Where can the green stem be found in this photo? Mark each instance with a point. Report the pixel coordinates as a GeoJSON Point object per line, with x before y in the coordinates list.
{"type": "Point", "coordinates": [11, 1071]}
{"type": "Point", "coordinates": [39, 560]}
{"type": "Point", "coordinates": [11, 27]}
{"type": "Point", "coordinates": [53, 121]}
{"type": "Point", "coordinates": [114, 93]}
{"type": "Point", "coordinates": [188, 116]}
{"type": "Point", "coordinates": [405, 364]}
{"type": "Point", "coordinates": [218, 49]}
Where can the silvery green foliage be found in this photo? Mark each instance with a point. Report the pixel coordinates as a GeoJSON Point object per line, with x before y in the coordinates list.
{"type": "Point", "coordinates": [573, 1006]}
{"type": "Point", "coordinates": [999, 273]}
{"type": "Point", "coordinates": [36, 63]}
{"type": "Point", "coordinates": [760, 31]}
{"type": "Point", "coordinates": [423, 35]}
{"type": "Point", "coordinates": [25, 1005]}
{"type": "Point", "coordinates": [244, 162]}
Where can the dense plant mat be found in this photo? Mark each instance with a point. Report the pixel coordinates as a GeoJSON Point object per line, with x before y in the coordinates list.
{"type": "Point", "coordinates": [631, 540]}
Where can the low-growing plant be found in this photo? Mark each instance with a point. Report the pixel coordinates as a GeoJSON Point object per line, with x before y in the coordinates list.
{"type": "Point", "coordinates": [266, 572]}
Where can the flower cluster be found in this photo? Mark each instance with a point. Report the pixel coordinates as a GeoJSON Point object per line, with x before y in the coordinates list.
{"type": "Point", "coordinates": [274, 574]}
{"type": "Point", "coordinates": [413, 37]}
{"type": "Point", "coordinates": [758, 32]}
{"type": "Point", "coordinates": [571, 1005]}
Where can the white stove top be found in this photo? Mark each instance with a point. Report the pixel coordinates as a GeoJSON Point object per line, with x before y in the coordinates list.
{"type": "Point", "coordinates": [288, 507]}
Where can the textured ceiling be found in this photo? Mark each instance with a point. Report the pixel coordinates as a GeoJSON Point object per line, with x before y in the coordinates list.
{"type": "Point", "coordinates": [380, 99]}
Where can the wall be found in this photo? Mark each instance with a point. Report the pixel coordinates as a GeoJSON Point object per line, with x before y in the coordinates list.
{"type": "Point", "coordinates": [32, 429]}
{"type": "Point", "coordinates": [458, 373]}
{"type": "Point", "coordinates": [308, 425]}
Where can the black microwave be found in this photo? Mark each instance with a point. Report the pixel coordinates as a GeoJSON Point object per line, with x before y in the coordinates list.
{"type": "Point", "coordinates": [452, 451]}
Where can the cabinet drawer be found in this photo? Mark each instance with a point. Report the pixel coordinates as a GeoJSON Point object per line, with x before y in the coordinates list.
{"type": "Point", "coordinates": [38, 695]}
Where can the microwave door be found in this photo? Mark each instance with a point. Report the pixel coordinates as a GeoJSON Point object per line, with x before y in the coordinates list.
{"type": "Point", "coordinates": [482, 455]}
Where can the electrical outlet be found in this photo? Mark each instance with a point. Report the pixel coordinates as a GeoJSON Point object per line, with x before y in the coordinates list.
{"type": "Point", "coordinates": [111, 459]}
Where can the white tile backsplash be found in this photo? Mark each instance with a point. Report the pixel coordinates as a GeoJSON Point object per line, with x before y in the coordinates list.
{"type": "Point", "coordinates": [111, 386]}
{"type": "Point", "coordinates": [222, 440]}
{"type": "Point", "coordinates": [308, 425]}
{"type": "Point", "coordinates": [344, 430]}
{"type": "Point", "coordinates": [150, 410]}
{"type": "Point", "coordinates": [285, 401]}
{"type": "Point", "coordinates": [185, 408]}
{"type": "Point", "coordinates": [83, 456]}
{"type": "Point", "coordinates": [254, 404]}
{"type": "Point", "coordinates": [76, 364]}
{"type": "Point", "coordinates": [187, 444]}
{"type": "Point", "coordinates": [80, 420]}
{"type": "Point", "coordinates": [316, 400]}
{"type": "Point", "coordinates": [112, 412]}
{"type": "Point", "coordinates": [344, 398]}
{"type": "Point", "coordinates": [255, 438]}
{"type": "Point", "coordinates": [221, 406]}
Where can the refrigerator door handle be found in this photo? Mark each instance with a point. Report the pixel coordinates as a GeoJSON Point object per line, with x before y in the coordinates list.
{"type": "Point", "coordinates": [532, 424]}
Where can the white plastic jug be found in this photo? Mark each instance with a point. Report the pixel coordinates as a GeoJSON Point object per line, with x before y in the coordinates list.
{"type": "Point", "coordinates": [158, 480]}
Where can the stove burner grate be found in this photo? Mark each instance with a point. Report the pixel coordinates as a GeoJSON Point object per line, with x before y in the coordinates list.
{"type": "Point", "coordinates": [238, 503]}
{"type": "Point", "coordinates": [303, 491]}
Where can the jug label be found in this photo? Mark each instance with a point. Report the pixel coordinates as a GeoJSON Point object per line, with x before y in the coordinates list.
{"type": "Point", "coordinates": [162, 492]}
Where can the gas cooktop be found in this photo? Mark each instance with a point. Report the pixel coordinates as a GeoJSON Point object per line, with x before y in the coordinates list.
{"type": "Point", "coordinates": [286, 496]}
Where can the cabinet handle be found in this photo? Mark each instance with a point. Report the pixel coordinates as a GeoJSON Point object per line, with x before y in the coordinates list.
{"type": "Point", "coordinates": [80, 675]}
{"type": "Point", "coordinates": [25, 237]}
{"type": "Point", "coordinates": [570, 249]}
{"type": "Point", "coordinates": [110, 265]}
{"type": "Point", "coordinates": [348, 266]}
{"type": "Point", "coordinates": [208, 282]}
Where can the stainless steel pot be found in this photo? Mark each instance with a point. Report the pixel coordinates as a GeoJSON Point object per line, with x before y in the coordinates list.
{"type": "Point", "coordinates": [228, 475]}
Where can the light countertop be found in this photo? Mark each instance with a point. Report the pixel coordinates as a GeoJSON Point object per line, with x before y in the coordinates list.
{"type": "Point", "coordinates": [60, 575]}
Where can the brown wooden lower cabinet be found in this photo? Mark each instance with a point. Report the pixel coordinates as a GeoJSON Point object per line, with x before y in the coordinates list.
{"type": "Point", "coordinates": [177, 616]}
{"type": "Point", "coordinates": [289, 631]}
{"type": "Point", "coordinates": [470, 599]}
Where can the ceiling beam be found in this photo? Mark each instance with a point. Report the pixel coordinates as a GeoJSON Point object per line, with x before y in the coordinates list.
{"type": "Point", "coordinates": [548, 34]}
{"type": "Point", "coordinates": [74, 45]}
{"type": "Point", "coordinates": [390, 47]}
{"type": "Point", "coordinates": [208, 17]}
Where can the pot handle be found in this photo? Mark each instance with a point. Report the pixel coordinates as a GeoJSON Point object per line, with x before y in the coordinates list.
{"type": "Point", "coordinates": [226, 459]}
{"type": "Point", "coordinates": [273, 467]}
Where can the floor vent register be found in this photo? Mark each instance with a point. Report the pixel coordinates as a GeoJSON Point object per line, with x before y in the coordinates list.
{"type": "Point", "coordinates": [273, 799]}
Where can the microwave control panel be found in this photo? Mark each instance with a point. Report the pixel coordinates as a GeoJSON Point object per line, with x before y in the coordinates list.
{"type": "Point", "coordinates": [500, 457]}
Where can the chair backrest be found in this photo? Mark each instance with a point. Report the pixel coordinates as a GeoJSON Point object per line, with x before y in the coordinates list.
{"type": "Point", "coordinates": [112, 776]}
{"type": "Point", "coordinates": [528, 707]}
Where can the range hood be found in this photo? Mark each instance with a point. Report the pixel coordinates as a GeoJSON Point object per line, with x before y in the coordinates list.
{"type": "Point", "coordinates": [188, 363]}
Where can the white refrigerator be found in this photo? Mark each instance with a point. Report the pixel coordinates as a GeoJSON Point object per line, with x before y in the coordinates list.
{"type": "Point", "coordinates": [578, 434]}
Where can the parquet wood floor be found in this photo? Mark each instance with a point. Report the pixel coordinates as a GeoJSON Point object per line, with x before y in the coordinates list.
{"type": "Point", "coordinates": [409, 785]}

TASK ITEM =>
Find the line containing "Where can the range" in the data above. Please transcribe it and every line after it, exactly.

EXERCISE RESULT =>
Where can the range hood be found in this photo? Mark each instance with a point. Report the pixel coordinates as a GeoJSON Point object per line, with x before y in the coordinates list.
{"type": "Point", "coordinates": [188, 363]}
Where can the white refrigerator be found in this photo? Mark each instance with a point. Report the pixel coordinates as a GeoJSON Point object per line, with x before y in the coordinates list.
{"type": "Point", "coordinates": [578, 434]}
Where can the parquet wood floor be found in this photo? Mark each instance with a point. Report the pixel coordinates as a GeoJSON Point object per line, with x before y in the coordinates list.
{"type": "Point", "coordinates": [409, 785]}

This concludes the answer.